Kutip tanpa perubahan seluruh bagian teks tentang Dewawarman, dari "Karena mereka semua" terus ke bawah hingga "dari wangsa Pallawa.".

• **Teks Pilihan**

------------------------------------------------------------

V. DEWAWARMAN
Berdasarkan naskah Pustaka
Rajyarajya i Bhumi Nusantara parwa I sarga 1, oleh Pangeran Wangsakerta,
diriwayatkan sebagai berikut:
/jwah tambaya ping prathama sa
kawarsa riking wus akweh wwang bharata nagari tekan jaruadwipa mwang nusantara
i bhumi nusantara// denira pramanaran dwipantara nung wreddhi prethiwi//
pantara ning sinarung teka n jawadwipa/ hana n upakriya wikriya/ hansing
mawarah marahaken sanghyang agama/ hanasing luputaken sakeng bhaya kaparajaya/
ya thabhuten nagarinira/ mwang moghangde nikang agong panigit ring nusa nusa i
bhumi nusantara//a
Terjemahanannya:
Kelak, mulai awal pertama tahun Saka
di sini telah banyak orang orang negeri Bharata (India) tiba di Pulau Jawa dan
pulau pulau di bumi Nusantara. Karena Nusantara terkenal sebagai tanah yang
gembur. Di antara mereka, yang tiba di Pulau Jawa, ada yang berdagang dan
mengusahakan pelayanan, ada yang mengajarkan Sanghyang Agama (ajaran agama),
ada yang menghindarkan diri dari bahaya yang akan membinasakan dirinya, seperti
yang telah terjadi di negeri asalnya, yang menyebabkan mengungsi ke pulau-pulau
di bumi Nusantara.
Karena mereka semua mengharapkan
kesejahteraan hidupnya bersama anak isterinya. Terutama para pendatang, banyak
yang berasal dari wangsa Salankayana dan wangsa Pallawa di bumi negeri Bharata
(India). Dua wangsa inilah, yang sangat banyak berdatangan di sini, dengan
menaiki beberapa puluh buah perahu besar kecil. Yang dipimpin oleh Sang
Dewawarman, tiba mula-mula di Jawa Kulwan (Barat), maka mereka bertujuan yaitu
untuk berdagang dan mengusahakan pelayanan.
Mereka senantiasa datang di sini,
dan mereka kembali membawa rempah-rempah ke negerinya. Di sini, Sang Dewawarman
telah bersahabat dengan warga masyarakat di pesisir Jawa Kulwan (Barat), Pulau
Api dan Pulau Sumatera sebelah selatan, terutama Sang Dewawarman sebagai duta
dari wangsa Pallawa.

------------------------------------------------------------

• **Data Tercatat**

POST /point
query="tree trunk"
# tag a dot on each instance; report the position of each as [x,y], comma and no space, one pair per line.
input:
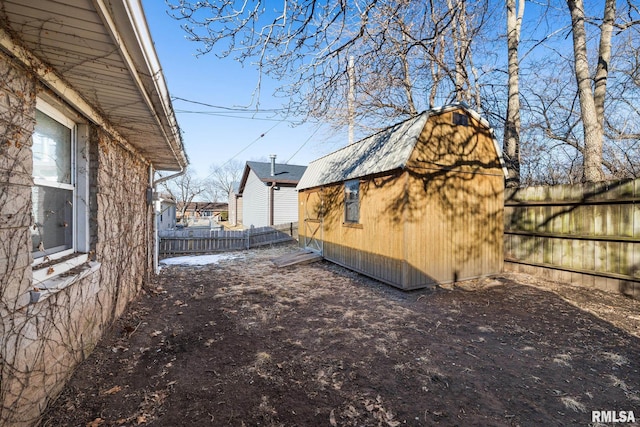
[511,145]
[593,135]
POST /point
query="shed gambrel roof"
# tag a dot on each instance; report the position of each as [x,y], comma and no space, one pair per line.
[384,151]
[285,174]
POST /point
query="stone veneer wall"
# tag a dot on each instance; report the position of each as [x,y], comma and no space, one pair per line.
[42,343]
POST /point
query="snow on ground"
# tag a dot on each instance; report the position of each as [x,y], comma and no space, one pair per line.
[195,260]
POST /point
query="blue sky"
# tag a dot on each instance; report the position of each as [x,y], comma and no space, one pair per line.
[214,139]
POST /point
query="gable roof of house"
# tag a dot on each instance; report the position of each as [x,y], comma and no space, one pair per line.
[98,56]
[285,173]
[387,150]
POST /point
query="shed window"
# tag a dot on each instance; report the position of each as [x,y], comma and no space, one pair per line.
[460,119]
[352,201]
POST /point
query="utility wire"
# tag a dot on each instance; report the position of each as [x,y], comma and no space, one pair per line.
[244,149]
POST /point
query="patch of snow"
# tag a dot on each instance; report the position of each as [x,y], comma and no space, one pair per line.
[195,260]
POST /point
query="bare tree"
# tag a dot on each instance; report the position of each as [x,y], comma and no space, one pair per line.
[592,98]
[511,145]
[403,56]
[222,178]
[183,189]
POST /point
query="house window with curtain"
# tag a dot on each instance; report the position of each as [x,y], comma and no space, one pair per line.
[60,194]
[352,201]
[54,183]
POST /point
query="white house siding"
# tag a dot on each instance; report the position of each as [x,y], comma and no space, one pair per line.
[255,204]
[235,209]
[286,205]
[167,217]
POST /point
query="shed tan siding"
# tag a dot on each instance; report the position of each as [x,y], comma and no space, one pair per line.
[437,220]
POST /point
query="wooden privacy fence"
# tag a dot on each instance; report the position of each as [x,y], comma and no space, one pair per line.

------------------------------------------------------------

• **Jawaban Tugas**
Karena mereka semua mengharapkan
kesejahteraan hidupnya bersama anak isterinya. Terutama para pendatang, banyak
yang berasal dari wangsa Salankayana dan wangsa Pallawa di bumi negeri Bharata
(India). Dua wangsa inilah, yang sangat banyak berdatangan di sini, dengan
menaiki beberapa puluh buah perahu besar kecil. Yang dipimpin oleh Sang
Dewawarman, tiba mula-mula di Jawa Kulwan (Barat), maka mereka bertujuan yaitu
untuk berdagang dan mengusahakan pelayanan.
Mereka senantiasa datang di sini,
dan mereka kembali membawa rempah-rempah ke negerinya. Di sini, Sang Dewawarman
telah bersahabat dengan warga masyarakat di pesisir Jawa Kulwan (Barat), Pulau
Api dan Pulau Sumatera sebelah selatan, terutama Sang Dewawarman sebagai duta
dari wangsa Pallawa.